◆ What is being asked
Copy the data below line for line, keeping every character unchanged.

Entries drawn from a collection
begin

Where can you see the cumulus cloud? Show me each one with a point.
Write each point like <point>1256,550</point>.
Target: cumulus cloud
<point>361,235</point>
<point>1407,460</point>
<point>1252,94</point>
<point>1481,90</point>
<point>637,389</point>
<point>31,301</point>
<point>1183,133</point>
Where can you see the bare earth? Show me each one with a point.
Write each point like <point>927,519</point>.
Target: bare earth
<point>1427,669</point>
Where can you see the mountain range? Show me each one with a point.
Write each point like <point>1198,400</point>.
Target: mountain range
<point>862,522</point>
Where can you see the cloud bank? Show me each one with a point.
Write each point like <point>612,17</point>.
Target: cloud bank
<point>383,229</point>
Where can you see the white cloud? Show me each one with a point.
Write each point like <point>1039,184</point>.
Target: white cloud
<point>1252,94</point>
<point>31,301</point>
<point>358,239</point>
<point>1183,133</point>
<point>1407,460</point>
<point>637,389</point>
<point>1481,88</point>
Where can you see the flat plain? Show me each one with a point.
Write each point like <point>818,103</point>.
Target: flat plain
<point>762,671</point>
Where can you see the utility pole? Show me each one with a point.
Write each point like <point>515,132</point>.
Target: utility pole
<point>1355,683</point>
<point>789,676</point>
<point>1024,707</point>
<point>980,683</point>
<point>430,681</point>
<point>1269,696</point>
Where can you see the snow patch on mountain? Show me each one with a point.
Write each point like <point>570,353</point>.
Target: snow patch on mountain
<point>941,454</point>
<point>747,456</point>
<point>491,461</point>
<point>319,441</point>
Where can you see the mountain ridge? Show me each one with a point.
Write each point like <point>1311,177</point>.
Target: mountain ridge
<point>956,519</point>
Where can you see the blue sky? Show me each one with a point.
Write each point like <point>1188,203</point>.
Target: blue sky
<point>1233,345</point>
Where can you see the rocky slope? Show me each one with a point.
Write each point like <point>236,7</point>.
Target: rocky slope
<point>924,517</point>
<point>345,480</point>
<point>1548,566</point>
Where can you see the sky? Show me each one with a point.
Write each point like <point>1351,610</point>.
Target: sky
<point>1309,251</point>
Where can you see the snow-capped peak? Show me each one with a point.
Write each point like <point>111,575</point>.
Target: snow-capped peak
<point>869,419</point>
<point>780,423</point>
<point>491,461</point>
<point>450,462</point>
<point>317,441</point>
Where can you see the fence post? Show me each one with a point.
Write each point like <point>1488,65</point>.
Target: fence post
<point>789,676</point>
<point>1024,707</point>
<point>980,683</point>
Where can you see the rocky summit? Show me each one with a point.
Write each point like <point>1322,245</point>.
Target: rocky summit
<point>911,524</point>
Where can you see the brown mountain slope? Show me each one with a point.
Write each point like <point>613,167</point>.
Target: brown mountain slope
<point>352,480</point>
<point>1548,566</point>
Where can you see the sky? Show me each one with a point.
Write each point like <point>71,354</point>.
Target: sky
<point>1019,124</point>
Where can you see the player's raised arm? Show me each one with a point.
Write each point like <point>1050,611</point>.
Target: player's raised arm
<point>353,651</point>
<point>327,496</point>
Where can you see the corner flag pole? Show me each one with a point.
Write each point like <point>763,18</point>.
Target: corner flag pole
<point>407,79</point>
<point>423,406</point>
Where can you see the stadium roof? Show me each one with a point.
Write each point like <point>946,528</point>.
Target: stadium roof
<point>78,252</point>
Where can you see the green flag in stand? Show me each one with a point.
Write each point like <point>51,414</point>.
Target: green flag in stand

end

◆ Exercise output
Where can you see the cumulus cloud? Show me each one with a point.
Write each point like <point>1256,550</point>.
Target: cumulus cloud
<point>361,235</point>
<point>1407,460</point>
<point>1252,94</point>
<point>1481,90</point>
<point>637,389</point>
<point>31,301</point>
<point>1183,133</point>
Where can you see the bare earth? Show me each one with a point.
Write each point like <point>927,519</point>.
Target: bare earth
<point>1427,669</point>
Where can you see the mountain range? Show me each one with a point.
Write each point like <point>1198,400</point>.
Target: mountain range
<point>862,522</point>
Where can you see the cloud bank? Show me each one with a point.
Write each point like <point>612,17</point>.
Target: cloud bank
<point>383,229</point>
Where can you see the white cloud? Show me each one with a point.
Write each point like <point>1039,184</point>.
Target: white cloud
<point>1252,94</point>
<point>31,301</point>
<point>358,239</point>
<point>1183,133</point>
<point>1407,460</point>
<point>637,389</point>
<point>1481,88</point>
Where can you see the flat plain? Show me each one with a point.
Write each point like <point>818,103</point>.
Target: flat plain
<point>762,671</point>
Where can you see the utility pole? Show me each one with a point.
Write each point like <point>515,132</point>.
Target: utility pole
<point>1355,683</point>
<point>789,676</point>
<point>1024,707</point>
<point>980,683</point>
<point>430,681</point>
<point>1269,696</point>
Where can you see the snow patch on mountain? Show me each one with a point.
Write each point like <point>570,353</point>.
Target: snow patch on mountain
<point>941,454</point>
<point>747,456</point>
<point>491,461</point>
<point>319,441</point>
Where can you see the mountain ridge? Show me each one with a point.
Write each point like <point>1311,177</point>.
Target: mountain ridge
<point>956,519</point>
Where can you see the blue sky? Show me each one with a point.
Write each point like <point>1188,203</point>.
Target: blue sky
<point>1233,345</point>
Where can you see the rocky slope? Show me each one with a point.
Write each point like <point>236,7</point>.
Target: rocky slope
<point>924,517</point>
<point>345,480</point>
<point>1548,566</point>
Where can you see the sky? Show me each one with a point.
Write each point like <point>1351,610</point>.
Target: sky
<point>1309,251</point>
Where can you see the snow-capped peak? Show me each one with a point.
Write each point like <point>111,575</point>.
Target: snow-capped peak
<point>869,419</point>
<point>780,423</point>
<point>491,461</point>
<point>450,462</point>
<point>317,441</point>
Where can you see the fence post? Show me each one with a point.
Write each point like <point>1488,65</point>.
Target: fence post
<point>789,676</point>
<point>1024,707</point>
<point>980,683</point>
Where can you see the rocky summit? Show me each one with a point.
Write each point like <point>1322,245</point>.
Target: rocky summit
<point>911,524</point>
Where can you see the brown mountain slope? Show me each one with a point.
Write each point like <point>613,167</point>.
Target: brown mountain slope
<point>352,480</point>
<point>1548,566</point>
Where can you see the sky? Show me each one with a point.
Write each point like <point>71,354</point>.
Target: sky
<point>1019,124</point>
Where can you see the player's raised arm? Show me each one with a point.
Write each point like <point>1050,611</point>.
Target: player's raised arm
<point>353,651</point>
<point>327,496</point>
Where can you see the corner flag pole? Show me each one with a point.
Write each point like <point>763,18</point>.
Target: corner flag pole
<point>407,79</point>
<point>423,406</point>
Where can you see the stadium roof? Show me each one with a point.
Write each point like <point>946,528</point>.
Target: stadium roof
<point>78,252</point>
Where can you see the green flag in stand? Show me each one with a point.
Write each point like <point>51,414</point>.
Target: green flag in stand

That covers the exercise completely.